EXERCISE INPUT →
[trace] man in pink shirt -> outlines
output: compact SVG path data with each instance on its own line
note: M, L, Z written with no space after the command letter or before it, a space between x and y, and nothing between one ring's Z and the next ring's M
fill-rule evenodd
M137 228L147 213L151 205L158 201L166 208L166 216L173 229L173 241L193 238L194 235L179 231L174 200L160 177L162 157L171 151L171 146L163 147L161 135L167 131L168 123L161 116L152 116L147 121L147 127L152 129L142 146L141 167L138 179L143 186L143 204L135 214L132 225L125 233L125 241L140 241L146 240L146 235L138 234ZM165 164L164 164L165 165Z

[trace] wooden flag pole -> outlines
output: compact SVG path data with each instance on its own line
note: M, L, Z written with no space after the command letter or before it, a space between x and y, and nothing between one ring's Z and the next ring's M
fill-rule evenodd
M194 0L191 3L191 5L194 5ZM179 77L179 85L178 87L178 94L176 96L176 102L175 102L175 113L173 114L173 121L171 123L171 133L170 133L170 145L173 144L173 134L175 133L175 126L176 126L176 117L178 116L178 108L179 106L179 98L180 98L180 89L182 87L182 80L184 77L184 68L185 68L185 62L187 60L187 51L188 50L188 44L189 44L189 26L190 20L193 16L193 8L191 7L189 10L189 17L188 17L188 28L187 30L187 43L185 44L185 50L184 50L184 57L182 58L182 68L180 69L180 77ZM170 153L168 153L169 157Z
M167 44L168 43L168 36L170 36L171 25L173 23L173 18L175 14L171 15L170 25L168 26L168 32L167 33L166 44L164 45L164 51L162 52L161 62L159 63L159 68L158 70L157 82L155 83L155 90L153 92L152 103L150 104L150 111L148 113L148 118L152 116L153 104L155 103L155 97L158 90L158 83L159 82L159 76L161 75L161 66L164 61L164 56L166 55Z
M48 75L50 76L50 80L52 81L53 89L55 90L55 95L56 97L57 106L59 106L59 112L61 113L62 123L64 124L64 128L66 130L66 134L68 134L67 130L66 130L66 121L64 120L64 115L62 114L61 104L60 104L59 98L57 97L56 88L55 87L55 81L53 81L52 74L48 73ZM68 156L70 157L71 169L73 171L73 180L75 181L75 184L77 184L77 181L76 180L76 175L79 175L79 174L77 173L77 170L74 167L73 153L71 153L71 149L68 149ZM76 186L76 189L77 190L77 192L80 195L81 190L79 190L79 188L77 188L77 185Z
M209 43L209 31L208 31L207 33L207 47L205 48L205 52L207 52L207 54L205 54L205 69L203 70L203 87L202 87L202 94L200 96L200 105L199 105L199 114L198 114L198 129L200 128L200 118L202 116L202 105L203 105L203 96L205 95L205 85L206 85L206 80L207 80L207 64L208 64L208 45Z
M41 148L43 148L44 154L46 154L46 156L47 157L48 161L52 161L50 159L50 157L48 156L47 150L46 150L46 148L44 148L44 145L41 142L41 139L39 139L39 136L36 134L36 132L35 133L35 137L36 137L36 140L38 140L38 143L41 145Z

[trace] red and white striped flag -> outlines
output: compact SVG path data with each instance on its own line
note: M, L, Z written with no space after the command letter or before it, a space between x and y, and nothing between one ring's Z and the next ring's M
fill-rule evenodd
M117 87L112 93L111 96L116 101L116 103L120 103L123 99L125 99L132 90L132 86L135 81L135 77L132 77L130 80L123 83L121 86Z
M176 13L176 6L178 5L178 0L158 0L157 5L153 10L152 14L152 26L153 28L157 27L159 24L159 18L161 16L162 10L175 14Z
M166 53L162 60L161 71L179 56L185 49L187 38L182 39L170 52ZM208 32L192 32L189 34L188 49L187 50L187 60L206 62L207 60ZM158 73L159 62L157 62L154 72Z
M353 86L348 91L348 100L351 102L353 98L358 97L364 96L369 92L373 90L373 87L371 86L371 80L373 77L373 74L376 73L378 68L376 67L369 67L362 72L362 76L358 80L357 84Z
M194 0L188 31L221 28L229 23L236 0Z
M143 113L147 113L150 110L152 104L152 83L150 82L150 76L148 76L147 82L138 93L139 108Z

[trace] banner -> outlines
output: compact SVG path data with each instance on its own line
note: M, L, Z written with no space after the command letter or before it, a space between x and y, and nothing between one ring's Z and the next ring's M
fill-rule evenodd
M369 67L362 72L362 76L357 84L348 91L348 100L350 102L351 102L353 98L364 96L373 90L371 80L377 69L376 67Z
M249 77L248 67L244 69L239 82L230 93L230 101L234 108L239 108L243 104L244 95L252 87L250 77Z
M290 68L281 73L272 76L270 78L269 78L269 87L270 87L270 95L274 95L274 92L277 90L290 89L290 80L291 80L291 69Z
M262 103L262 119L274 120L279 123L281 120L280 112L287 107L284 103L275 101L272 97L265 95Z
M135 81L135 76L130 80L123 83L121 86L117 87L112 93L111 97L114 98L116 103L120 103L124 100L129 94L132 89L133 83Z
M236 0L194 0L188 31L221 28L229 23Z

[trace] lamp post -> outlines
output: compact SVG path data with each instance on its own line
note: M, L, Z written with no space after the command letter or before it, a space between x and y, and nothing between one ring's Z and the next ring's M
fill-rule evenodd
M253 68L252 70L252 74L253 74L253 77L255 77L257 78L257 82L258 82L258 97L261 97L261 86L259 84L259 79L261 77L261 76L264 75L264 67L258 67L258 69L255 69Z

PROMPT → Please output all of the material above as a two-column CSV headed instruction and result, with one row for each instruction and its full path data. Wrap every field in quotes and replace any line breaks inside a field with spaces.

SOLUTION TO THIS PROBLEM →
instruction,result
"[trace] man in pink shirt -> outlines output: compact SVG path data with each instance on its own line note: M, L, Z written with no space after the command letter or before it, a space between x and y, and nothing between one ring's Z and the next ring's M fill-rule evenodd","M137 228L147 213L151 205L158 201L166 208L166 216L173 229L173 241L193 238L194 235L179 231L174 200L160 177L162 157L171 151L171 146L163 147L161 135L167 131L168 123L161 116L152 116L147 121L147 127L152 129L142 146L141 167L138 179L143 186L143 204L135 214L132 225L125 233L125 241L140 241L146 240L146 235L138 234ZM165 164L164 164L165 165Z"
"[trace] wooden flag pole -> outlines output: compact SVG path data with each instance on its own line note: M, L, Z written with no space after the command letter or before it, a space between x and y, and nothing between one ring's Z and the next ring's M fill-rule evenodd","M194 0L191 3L191 5L194 5ZM179 77L179 85L178 87L178 94L176 96L176 102L175 102L175 113L173 114L173 121L171 123L171 133L170 133L170 145L173 144L173 134L175 133L175 126L176 126L176 117L178 116L178 108L179 106L179 98L180 98L180 89L182 87L182 80L184 77L184 68L185 68L185 62L187 60L187 51L188 50L188 44L189 44L189 26L190 20L193 16L193 8L191 7L189 10L189 17L188 17L188 28L187 30L187 43L185 44L185 50L184 50L184 57L182 58L182 68L180 69L180 77ZM170 153L168 153L169 157Z M167 44L168 43L168 36L170 36L171 25L173 23L173 18L175 14L171 15L170 25L168 26L168 32L167 33L166 44L164 45L164 51L162 52L161 62L159 63L159 68L158 70L157 82L155 83L155 90L153 92L152 103L150 104L150 111L148 113L148 118L152 116L153 104L155 103L155 97L158 90L158 83L159 82L159 76L161 75L161 66L164 61L164 56L166 55Z M48 75L50 76L50 80L52 81L53 89L55 90L55 95L56 97L57 106L59 106L59 112L61 113L62 123L64 124L64 128L66 130L66 134L68 134L67 130L66 130L66 121L64 120L64 115L62 114L61 104L60 104L59 98L57 97L56 88L55 87L55 81L53 81L52 74L48 73ZM68 156L70 157L71 169L73 171L73 180L75 181L75 184L77 184L77 181L76 180L76 175L79 175L79 174L77 173L77 170L74 167L73 153L71 153L71 149L68 149ZM76 186L76 189L77 190L77 192L80 195L81 190L79 190L79 188L77 188L77 185Z M209 43L209 31L208 31L207 33L207 47L205 48L205 52L207 52L207 54L205 54L205 69L203 70L203 87L202 87L202 94L200 96L200 105L199 105L199 114L198 114L198 129L200 128L200 118L202 116L202 105L203 105L203 96L205 95L205 85L206 85L206 80L207 80L207 64L208 64L208 45Z M41 148L43 148L44 154L46 154L46 156L47 157L48 161L52 161L50 159L50 157L48 156L47 150L46 150L46 148L44 148L44 145L41 142L41 139L39 139L39 136L36 134L36 132L35 133L35 137L36 137L36 140L38 140L38 143L41 145Z"
"[trace] red and white striped flag -> outlines output: compact SVG path data with each instance on its own line note: M, L, Z written with no space after the command letter or before it, a space between x and y, and nothing between one ring's Z and the next ring's M fill-rule evenodd","M117 87L112 93L111 96L116 101L116 103L120 103L123 99L125 99L132 90L132 86L135 81L135 77L132 77L130 80L123 83L121 86Z M176 13L176 6L178 5L178 0L158 0L157 5L153 10L152 14L152 26L153 28L157 27L159 24L159 18L161 16L162 10L175 14Z M166 53L162 60L161 71L179 56L185 49L187 38L182 39L170 52ZM208 32L192 32L189 34L188 49L187 50L187 60L206 62L207 60ZM158 73L159 62L157 62L154 72Z M353 86L348 91L348 100L351 102L353 98L358 97L364 96L369 92L373 90L373 87L371 86L371 80L373 77L373 74L376 73L378 68L376 67L369 67L362 72L362 76L358 80L357 84Z M194 0L188 31L221 28L229 23L236 0Z M143 113L147 113L150 110L152 104L152 83L150 82L150 76L148 76L147 82L138 93L139 108Z"
"[trace] banner -> outlines output: compact SVG path data with each instance on its own line note: M, L, Z written with no space after the command letter or before it, a space between x and y, and nothing between one ring's Z and the next ring's M fill-rule evenodd","M369 67L362 72L362 76L357 84L348 91L348 100L350 102L351 102L353 98L364 96L373 90L371 80L377 69L376 67Z M249 77L248 67L244 69L239 82L230 93L230 101L234 108L239 108L243 104L244 95L252 87L250 77Z M290 68L281 73L272 76L270 78L269 78L269 87L270 87L270 95L274 95L274 92L277 90L290 89L290 80L291 80L291 69Z M262 103L262 119L274 120L279 123L281 120L280 112L287 107L284 103L275 101L272 97L265 95Z M135 81L135 76L130 80L123 83L121 86L117 87L112 93L111 97L114 98L116 103L120 103L124 100L129 94L132 89L133 83Z M236 0L194 0L188 31L221 28L229 23Z"
"[trace] lamp post -> outlines output: compact SVG path data with each instance on its own line note: M, L, Z written with no space after the command letter or before it, a space between x and y, and nothing between one ring's Z and the next ring's M fill-rule evenodd","M253 68L252 70L252 74L253 74L253 77L255 77L257 78L257 82L258 82L258 97L261 97L261 86L259 84L259 79L261 77L261 76L264 75L264 67L258 67L258 69L255 69Z"